### Prompt
An exact repetition of all the entries that follow is required.

[Source records]

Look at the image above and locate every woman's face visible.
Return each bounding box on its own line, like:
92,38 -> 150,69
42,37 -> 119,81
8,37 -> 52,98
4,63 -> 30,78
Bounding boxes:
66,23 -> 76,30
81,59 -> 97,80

### Task solution
Look at the image above and locate every woman's face visible.
Return each bounding box on its own line, like:
92,38 -> 150,69
42,37 -> 119,81
8,37 -> 52,98
4,63 -> 30,78
Bounding boxes:
66,23 -> 76,30
81,59 -> 97,80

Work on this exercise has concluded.